[Stored items]
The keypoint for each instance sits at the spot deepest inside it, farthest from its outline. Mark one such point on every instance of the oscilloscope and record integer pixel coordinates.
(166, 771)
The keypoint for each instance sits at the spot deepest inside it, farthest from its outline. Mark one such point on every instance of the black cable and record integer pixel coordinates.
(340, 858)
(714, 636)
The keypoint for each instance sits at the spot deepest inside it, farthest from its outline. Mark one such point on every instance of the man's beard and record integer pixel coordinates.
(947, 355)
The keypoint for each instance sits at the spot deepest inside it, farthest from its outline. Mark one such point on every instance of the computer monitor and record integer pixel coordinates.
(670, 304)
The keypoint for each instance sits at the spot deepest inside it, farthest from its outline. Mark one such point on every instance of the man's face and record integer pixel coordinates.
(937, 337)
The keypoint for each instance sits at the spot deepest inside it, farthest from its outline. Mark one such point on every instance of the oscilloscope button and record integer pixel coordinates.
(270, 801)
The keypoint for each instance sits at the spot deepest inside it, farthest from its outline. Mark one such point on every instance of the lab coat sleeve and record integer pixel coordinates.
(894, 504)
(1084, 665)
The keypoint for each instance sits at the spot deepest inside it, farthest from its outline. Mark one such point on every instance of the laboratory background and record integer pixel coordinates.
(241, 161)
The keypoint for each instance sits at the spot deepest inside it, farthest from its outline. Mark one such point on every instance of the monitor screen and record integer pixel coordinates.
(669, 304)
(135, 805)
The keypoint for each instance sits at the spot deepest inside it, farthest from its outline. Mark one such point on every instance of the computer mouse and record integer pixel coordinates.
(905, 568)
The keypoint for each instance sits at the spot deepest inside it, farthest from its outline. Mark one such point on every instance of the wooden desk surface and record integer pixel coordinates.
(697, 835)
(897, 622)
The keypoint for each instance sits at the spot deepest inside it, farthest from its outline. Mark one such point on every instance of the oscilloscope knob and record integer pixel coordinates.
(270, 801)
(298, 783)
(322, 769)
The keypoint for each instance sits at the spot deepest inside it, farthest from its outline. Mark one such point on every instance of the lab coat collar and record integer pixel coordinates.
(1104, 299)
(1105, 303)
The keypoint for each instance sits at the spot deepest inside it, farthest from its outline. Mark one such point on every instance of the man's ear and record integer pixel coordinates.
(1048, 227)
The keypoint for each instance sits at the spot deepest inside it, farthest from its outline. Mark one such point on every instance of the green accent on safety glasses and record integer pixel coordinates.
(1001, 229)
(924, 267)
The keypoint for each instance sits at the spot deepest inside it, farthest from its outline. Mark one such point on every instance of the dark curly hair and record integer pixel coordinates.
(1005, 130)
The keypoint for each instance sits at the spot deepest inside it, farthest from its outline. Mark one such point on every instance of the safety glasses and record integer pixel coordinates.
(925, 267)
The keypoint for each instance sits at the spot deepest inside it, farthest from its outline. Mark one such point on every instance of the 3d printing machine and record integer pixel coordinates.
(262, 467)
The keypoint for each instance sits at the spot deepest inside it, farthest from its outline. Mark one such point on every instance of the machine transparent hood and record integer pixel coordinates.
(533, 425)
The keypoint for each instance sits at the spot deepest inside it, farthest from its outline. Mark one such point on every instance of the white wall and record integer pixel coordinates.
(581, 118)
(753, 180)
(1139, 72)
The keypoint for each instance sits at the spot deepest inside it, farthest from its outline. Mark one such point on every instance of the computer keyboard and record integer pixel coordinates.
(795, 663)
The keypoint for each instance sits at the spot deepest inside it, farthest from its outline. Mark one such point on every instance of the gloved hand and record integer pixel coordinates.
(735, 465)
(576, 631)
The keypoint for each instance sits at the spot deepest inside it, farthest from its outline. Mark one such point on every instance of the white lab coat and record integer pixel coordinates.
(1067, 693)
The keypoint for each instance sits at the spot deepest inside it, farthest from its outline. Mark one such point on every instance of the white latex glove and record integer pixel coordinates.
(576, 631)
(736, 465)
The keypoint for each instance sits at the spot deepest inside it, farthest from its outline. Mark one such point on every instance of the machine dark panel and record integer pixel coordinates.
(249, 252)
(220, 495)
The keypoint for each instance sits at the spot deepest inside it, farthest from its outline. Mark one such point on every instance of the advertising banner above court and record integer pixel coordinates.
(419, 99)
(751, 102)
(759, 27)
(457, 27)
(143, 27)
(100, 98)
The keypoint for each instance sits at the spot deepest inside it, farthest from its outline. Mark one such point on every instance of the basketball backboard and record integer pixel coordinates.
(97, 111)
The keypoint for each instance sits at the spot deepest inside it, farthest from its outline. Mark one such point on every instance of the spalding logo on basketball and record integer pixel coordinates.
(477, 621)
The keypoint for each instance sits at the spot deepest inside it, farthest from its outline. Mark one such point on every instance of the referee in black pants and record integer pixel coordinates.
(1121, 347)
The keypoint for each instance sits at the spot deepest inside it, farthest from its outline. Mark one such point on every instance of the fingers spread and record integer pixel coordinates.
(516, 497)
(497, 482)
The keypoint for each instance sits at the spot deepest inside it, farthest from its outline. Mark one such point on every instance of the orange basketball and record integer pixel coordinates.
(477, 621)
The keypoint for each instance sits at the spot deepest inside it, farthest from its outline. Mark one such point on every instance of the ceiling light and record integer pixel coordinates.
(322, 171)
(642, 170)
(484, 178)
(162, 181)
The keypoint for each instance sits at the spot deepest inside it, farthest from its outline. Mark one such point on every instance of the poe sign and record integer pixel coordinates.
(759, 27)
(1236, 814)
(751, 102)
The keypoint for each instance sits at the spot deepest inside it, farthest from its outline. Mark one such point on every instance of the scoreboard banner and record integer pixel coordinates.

- _THE EXERCISE_
The full set of records should be duplicated exactly.

- _COMPLETED EXERCISE_
The keypoint for each instance sits at the spot deepest inside it, farthest from its outline. Mark one such point on every instance of the oscilloscope and record integer pixel coordinates.
(166, 771)
The keypoint for each instance sits at the spot deepest inside it, farthest from its outline. Mark one such point on every instance of the black cable and record integer pixel coordinates.
(340, 858)
(714, 636)
The keypoint for each instance sits at the spot deepest inside it, farthest from its outline. Mark one such point on every instance of the man's beard and record integer pixel coordinates.
(947, 355)
The keypoint for each instance sits at the spot deepest inside it, farthest from its outline. Mark one such point on every instance of the computer monitor and record integer pixel coordinates.
(670, 304)
The keypoint for each instance sits at the spot deepest inside it, farthest from its outline. Mark one such point on every instance of the man's face and record integer pixel coordinates.
(937, 337)
The keypoint for each instance sits at the spot deepest inside it, farthest from its outline. Mark one such point on every instance of the oscilloscope button and record integer pixel coordinates.
(270, 801)
The keypoint for each instance sits at the spot deepest inside it, farthest from its outline. Mark one such point on every instance of the lab coat sleeve and record integer pixel coordinates.
(894, 504)
(1084, 665)
The keypoint for each instance sits at the spot deepest inside it, farthest from its outline. Mark one such point on every instance of the laboratory background and record integer pixel coordinates.
(241, 161)
The keypoint for each instance sits at the spot deepest inside it, farthest from its outline. Mark one such point on every instance of the monitor screen and record integer pixel coordinates.
(669, 304)
(135, 805)
The keypoint for each instance sits at the spot deepest inside it, farthest from its outline. Mark one such point on every instance of the computer mouse and record integer pixel coordinates.
(905, 568)
The keypoint for each instance sits at the spot deepest inside it, farthest from its outline. Mark one such point on every instance of the wooden desk surface and record integer pixel coordinates.
(697, 835)
(897, 622)
The keypoint for each instance sits at the spot deepest inside it, farthest from its outline. Mark one such point on every instance of the oscilloscope knob and record integer pixel coordinates.
(270, 801)
(298, 783)
(322, 769)
The keypoint for each instance sits at the spot deepest inside it, farthest from its outline. Mark one such point on every instance of the lab coat collar and record integer pixel coordinates.
(1104, 299)
(1105, 303)
The keypoint for each instance sits at the spot deepest inside it, farthest from its outline. Mark one such point on every instance of the man's ear and record integer pixel coordinates.
(1048, 227)
The keypoint for each instance sits at the spot deepest inside it, farthest from its outline. Mark one such point on every instance of the green accent on safety glasses and record integer pixel coordinates.
(1001, 229)
(924, 267)
The keypoint for each instance sits at the spot deepest inside it, farthest from its outline. Mark one such point on every instance of the dark curly hair and record integer pixel coordinates.
(1005, 130)
The keypoint for each instance sits at the spot deepest inside it, farthest from its outline. Mark one such point on every instance of the safety glasses and record integer pixel coordinates.
(925, 267)
The keypoint for each instance sits at the spot deepest inside it, farthest from its outline. Mark one such point on every instance of the 3d printing machine and record integer pixel coordinates.
(262, 467)
The keypoint for each instance sits at the spot deepest inside it, farthest from its outline. Mark one such point on every instance of the machine transparent hood and record integer pixel coordinates.
(533, 425)
The keypoint for each instance sits at the spot deepest inside it, farthest from its outline. Mark one such point on every instance of the white wall and record integer pixel coordinates.
(581, 118)
(753, 180)
(1139, 72)
The keypoint for each instance sits at the spot deepest inside it, farthest from its outline. Mark one such point on every instance of the computer keyboard and record integer pixel coordinates.
(795, 663)
The keypoint for each instance sits at the spot deepest inside it, farthest from its outline. Mark one such point on every instance of the gloved hand and record integer pixel coordinates.
(735, 465)
(576, 631)
The keypoint for each instance sits at the spot deepest inside it, farthest from its outline. Mark one such point on every instance of the white lab coat and record integer pixel coordinates.
(1067, 693)
The keypoint for each instance sits at the spot deepest inside it, farthest from its outline. Mark one such point on every instance of the white latex glove and record integer pixel coordinates.
(576, 631)
(736, 465)
The keypoint for each instance sits at the spot deepest inside it, farthest from its outline. Mark one such point on every instance of the machine dark panel and record integer pixel coordinates.
(249, 252)
(220, 495)
The keypoint for each instance sits at the spot deepest inside it, farthest from its outline. Mark one such point on every instance of the advertising banner above court and record integer pixel coordinates.
(419, 99)
(751, 102)
(759, 27)
(457, 27)
(143, 27)
(100, 98)
The keypoint for each instance sits at the spot deepest inside it, farthest from its outline. Mark one such point on every instance of the basketball backboard and record integer pixel coordinates.
(97, 111)
The keypoint for each instance sits at the spot deepest inside it, farthest from its outline. Mark one such point on every instance of the spalding logo on basketball and record integer pixel coordinates.
(477, 621)
The keypoint for each instance sits at the spot deepest inside it, farthest from its outline. Mark one such point on every instance of the referee in black pants and record integer pixel coordinates.
(1121, 347)
The keypoint for each instance sits at the spot deepest inside it, farthest from its outline. Mark one such point on every instance of the fingers spread and record integer pixel coordinates.
(516, 497)
(497, 482)
The keypoint for each instance sits at the spot deepest inside it, farthest from its outline. Mark one such point on every instance of the orange basketball and record integer pixel coordinates.
(477, 621)
The keypoint for each instance sits at the spot deepest inside it, farthest from its outline. Mark one such point on every instance of the ceiling light and record integer pixel coordinates.
(322, 171)
(642, 170)
(484, 178)
(162, 181)
The keypoint for each instance sits at the spot deepest inside it, farthest from its outline. Mark one such point on every instance of the poe sign and record integer pixel coordinates.
(759, 27)
(1236, 814)
(751, 102)
The keypoint for each instance sits at the spot deepest inside it, farthest from its outline. Mark one such point on every instance of the scoreboard banner and record integer pixel coordinates.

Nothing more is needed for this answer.